TRECHO:
==*==

MUDANÇAS NAS RELAÇÕES INTERPESSOAIS
A era virtual trouxe inúmeros benefícios, mas alguns problemas também surgem. As pessoas começam a fugir da interação pessoal, provocando o que pode ser chamado de solidão real.
Não há como negar que, antes da era virtual chegar, a aproximação física das pessoas era maior e as relações interpessoais mais coesas. As conversas e negociações eram cara a cara, as brincadeiras entre as crianças eram na rua, as refeições e viagens de carro eram recheadas de papos, músicas e brincadeiras até a chegada ao destino final.
As famílias colecionavam revistas e enciclopédias para as pesquisas escolares e, quando não encontravam o assunto pesquisado, os estudantes recorriam a bibliotecas onde interagiam com bibliotecários e outros estudantes.
Quando faltava luz, a distração das famílias era brincar junto até que a luz retornasse. Além das brincadeiras habituais, como mímica e jogos diversos, tinha a divertida brincadeira de criar sombras e até mesmo fábulas com a sombra da luz das velas.
As tardes e os finais de semana eram recheados de interação e diversão. As crianças corriam, exercitavam-se mais e pegavam mais sol. Piscina, praia, futebol, queimada, piques, pipa e bolinha de gude eram brincadeiras que uniam as crianças diariamente.

==*==

MATERIAL APRESENTADO:
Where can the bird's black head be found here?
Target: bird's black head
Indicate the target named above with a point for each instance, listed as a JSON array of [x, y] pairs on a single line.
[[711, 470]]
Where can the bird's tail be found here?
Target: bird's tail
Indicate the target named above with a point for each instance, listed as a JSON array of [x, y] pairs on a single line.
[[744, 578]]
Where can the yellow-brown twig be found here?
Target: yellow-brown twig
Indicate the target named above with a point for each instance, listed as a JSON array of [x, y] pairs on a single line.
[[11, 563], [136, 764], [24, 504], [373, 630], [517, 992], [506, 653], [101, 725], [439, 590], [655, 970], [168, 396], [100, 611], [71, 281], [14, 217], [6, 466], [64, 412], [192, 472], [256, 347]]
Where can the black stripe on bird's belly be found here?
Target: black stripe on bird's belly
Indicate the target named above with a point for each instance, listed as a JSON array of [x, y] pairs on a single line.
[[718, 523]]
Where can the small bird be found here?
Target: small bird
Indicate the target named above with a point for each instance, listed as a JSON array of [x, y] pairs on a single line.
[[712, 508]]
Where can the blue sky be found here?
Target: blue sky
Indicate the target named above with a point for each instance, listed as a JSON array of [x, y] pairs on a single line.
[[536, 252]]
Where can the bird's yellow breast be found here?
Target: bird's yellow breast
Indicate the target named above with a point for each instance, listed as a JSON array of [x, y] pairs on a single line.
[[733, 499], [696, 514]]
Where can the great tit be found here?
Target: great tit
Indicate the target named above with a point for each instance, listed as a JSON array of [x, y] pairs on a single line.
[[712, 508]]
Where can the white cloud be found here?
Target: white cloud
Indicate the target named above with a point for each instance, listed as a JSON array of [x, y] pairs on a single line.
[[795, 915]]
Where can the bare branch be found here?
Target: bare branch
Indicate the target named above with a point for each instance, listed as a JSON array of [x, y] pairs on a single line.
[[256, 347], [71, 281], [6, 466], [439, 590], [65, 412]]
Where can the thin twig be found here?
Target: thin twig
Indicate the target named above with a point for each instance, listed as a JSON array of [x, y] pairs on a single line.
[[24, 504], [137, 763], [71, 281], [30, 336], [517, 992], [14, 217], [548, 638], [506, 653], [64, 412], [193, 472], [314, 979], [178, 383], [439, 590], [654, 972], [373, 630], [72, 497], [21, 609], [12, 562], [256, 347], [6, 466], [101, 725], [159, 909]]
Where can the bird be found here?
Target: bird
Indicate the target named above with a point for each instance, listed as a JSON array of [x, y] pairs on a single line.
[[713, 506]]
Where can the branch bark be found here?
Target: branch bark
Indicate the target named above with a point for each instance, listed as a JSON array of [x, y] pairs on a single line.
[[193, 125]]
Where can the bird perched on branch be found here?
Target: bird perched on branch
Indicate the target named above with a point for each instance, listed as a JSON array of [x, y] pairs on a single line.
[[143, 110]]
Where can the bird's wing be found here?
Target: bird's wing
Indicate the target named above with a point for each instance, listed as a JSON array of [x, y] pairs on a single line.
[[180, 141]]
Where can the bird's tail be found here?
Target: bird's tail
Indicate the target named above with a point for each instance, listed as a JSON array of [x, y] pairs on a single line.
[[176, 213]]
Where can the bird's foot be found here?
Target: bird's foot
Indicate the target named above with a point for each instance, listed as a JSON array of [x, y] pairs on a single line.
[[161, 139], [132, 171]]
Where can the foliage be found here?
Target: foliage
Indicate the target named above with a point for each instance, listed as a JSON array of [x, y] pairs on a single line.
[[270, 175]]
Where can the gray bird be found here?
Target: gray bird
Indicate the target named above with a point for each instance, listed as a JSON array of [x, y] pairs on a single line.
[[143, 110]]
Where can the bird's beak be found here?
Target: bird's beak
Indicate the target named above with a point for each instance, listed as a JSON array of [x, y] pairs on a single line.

==*==

ATIVIDADES PROPOSTAS:
**a)** Reescreva o trecho sobre as relações interpessoais de "Não há como" a "luz das velas.", trocando "velas" por "lamparinas".
**b)** De acordo com o texto sobre as relações interpessoais, por que os estudantes recorriam a bibliotecas?
**c)** Retome o texto sobre as mudanças nas relações interpessoais a partir do ponto em que ele termina.
O material provém de outra fonte.

RESPOSTAS:
**a)**
Não há como negar que, antes da era virtual chegar, a aproximação física das pessoas era maior e as relações interpessoais mais coesas. As conversas e negociações eram cara a cara, as brincadeiras entre as crianças eram na rua, as refeições e viagens de carro eram recheadas de papos, músicas e brincadeiras até a chegada ao destino final.
As famílias colecionavam revistas e enciclopédias para as pesquisas escolares e, quando não encontravam o assunto pesquisado, os estudantes recorriam a bibliotecas onde interagiam com bibliotecários e outros estudantes.
Quando faltava luz, a distração das famílias era brincar junto até que a luz retornasse. Além das brincadeiras habituais, como mímica e jogos diversos, tinha a divertida brincadeira de criar sombras e até mesmo fábulas com a sombra da luz das lamparinas.

**b)** Os estudantes iam às bibliotecas quando não encontravam o assunto pesquisado nas revistas e enciclopédias que as famílias colecionavam para as pesquisas escolares.

**c)**
As pessoas, frequentemente, faziam visitas aos amigos e parentes para ter notícias e conversar. Era comum ver pessoas sentadas na porta de casa ou grupos de amigos reunidos nas calçadas papeando, enquanto seus filhos brincavam por ali; todos se divertindo juntos.
As datas de aniversário eram motivo para as famílias se reunirem. Momento em que cada família largava sua rotina e afazeres e se reunia para comemorar e matar as saudades da família inteira. Primos, tios, avós e sobrinhos curtiam momentos com mais frequência. Os mais velhos, podiam relembrar suas histórias e passar informações valiosas a seus descendentes. Primos eram criados mais próximos e as famílias pareciam mais unidas com este contato mais estreito. Com a chegada do rádio e da TV, esse quadro já começou a se modificar. Inicialmente, as famílias ainda se reuniam na sala, para ouvir ou assistir a seus programas favoritos no único aparelho de rádio ou TV existentes na casa. Mais tarde, a aquisição de novos aparelhos que eram colocados nos quartos provocou o afastamento dos integrantes da família. Cada um isolava-se em seu quarto, onde podia assistir ao programa escolhido. Hoje não é difícil notar filhos trancados em seu quarto, assistindo na sua televisão o mesmo programa que os pais estão assistindo na sala.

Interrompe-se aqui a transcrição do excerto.